▶ [Trecho fornecido]
####################

Por aqui, o dólar fechou em alta de 0,35%, a R$ 5,66, na quinta-feira (22), reagindo ao anúncio do governo de aumento da alíquota de IOF para 3,5% nas transações cambiais com cartão de crédito, de débito e pré-pago. Ainda assim, no ano, a cotação recua 8,4%.
Ao mesmo tempo, o grande problema da economia americana, seu crescente endividamento, parece não ter uma solução fácil. Em quatro anos, a dívida dos EUA cresceu 25% e atingiu US$ 35,46 trilhões em 2024. Por causa disso, na semana passada, a agência de classificação de risco Moody’s se juntou à S&P e (à Fitch, que rebaixou os EUA em 2023) e também tirou a nota mais alta dos Estados Unidos – o rating caiu de “Aaa” para “Aa1”.
Como o governo americano não dá sinal de que pretende fazer um ajuste fiscal – ao contrário, o discurso de Trump é na direção de mais crescimento e, portanto, mais gastos –, a saída deve ser emitir mais dívida. Um jeito de fazer isso é vender títulos públicos para o Federal Reserve. E aí mais dinheiro entra em circulação e a inflação sobe. Isso significa, na teoria e na prática, perda do valor da moeda.
Apenas o começo?
Tem gente que acredita que esse cenário desfavorável para o dólar veio para ficar. O governo americano não tem como resolver o endividamento no curto prazo. E, diante dos riscos que isso representa, alguns bancos centrais, como o da China, do Japão e o da Coreia, já começaram a diminuir gradualmente o volume de Treasuries, os títulos do Tesouro dos Estados Unidos, em suas reservas.
No caso da China, estima-se que, só em 2019, o Banco Central tenha vendido cerca de US$ 20 bilhões em Treasuries. E que tenha voltado a se desfazer de um volume expressivo desses títulos em março deste ano.
Então, o que se viu até aqui poderia ser apenas o começo de um grande movimento de perda de valor do dólar?
É muito cedo para dizer.
Antes de tudo, vale lembrar que, em todos os episódios em que se discutiu a hipótese do dólar perder seu posto de principal moeda de reserva, as profecias mais negativas não se concretizaram, e a moeda americana voltou a ganhar valor. A explicação mais simples é que ainda não se descobriu uma outra moeda ou ativo que cumpra esse papel.
Mas existe uma outra razão para acreditar que esse movimento de queda do dólar pode ser apenas transitório. É que os investidores no mundo todo ficaram excessivamente expostos à moeda americana durante a pandemia da Covid. Naquele período de muita incerteza, foi a economia dos Estados Unidos a que se recuperou primeiro. E com força. Por isso, cresceram as compras de ações de empresas americanas – o que levou as bolsas a sucessivos recordes –, dos Treasuries e de dólares.
Agora, com o aumento dos riscos vindos da economia americana, faz sentido haver uma realocação do dinheiro global. Ou seja, trocar uma parte das posições em ativos americanos por outros que haviam perdido espaço nas carteiras dos investidores.

####################

▶ [Os dados]
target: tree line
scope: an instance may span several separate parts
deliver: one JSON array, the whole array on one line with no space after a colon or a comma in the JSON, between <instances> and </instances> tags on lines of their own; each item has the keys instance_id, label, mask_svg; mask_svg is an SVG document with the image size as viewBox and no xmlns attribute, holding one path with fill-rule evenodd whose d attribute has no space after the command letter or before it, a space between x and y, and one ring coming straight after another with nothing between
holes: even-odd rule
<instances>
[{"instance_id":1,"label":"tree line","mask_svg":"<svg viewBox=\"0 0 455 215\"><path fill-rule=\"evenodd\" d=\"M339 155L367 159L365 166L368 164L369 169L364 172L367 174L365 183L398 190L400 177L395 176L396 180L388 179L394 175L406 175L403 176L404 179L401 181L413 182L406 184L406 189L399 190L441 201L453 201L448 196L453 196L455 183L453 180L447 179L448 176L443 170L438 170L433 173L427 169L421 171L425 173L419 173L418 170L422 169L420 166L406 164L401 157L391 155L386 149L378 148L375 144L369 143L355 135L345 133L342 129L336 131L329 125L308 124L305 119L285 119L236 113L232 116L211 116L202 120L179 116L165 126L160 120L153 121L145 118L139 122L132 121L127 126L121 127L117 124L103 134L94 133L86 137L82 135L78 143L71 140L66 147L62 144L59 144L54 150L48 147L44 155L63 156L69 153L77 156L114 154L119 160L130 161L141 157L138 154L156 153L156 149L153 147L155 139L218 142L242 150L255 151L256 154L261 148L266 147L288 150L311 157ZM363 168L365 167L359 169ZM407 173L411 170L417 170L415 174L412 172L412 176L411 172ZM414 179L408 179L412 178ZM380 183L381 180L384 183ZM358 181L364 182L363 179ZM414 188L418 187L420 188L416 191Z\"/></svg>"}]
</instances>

####################

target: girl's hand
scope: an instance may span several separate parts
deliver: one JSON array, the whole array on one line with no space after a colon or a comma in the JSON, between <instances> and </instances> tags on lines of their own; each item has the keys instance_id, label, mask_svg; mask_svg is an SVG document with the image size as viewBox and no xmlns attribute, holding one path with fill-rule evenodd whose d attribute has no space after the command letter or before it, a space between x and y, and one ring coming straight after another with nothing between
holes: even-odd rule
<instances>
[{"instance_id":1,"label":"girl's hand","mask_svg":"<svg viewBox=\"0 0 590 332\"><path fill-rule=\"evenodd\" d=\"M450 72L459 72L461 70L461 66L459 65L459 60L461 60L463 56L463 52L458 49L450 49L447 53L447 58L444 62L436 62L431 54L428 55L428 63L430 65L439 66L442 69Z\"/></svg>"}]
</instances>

####################

▶ [Tarefa 1]
Segundo o trecho fornecido, por que os investidores do mundo todo ficaram excessivamente expostos à moeda americana durante a pandemia da Covid? Responda em uma a três frases.
▶ [Tarefa 2]
Indique se cada afirmação abaixo está de acordo com o trecho fornecido. Responda sim ou não e cite as palavras do trecho que decidem a questão.
(a) O dólar fechou a quinta-feira (22) em alta de 0,35%.
(b) A Moody's foi a primeira agência a tirar a nota mais alta dos Estados Unidos.
(c) O governo americano dá sinais de que pretende fazer um ajuste fiscal.

▶ [Solução 1]
Naquele período de muita incerteza, a economia dos Estados Unidos foi a que se recuperou primeiro, e com força. Por isso, cresceram as compras de ações de empresas americanas, de Treasuries e de dólares.

▶ [Solução 2]
(a) Sim: "o dólar fechou em alta de 0,35%, a R$ 5,66, na quinta-feira (22)".
(b) Não: "a agência de classificação de risco Moody’s se juntou à S&P".
(c) Não: "o governo americano não dá sinal de que pretende fazer um ajuste fiscal".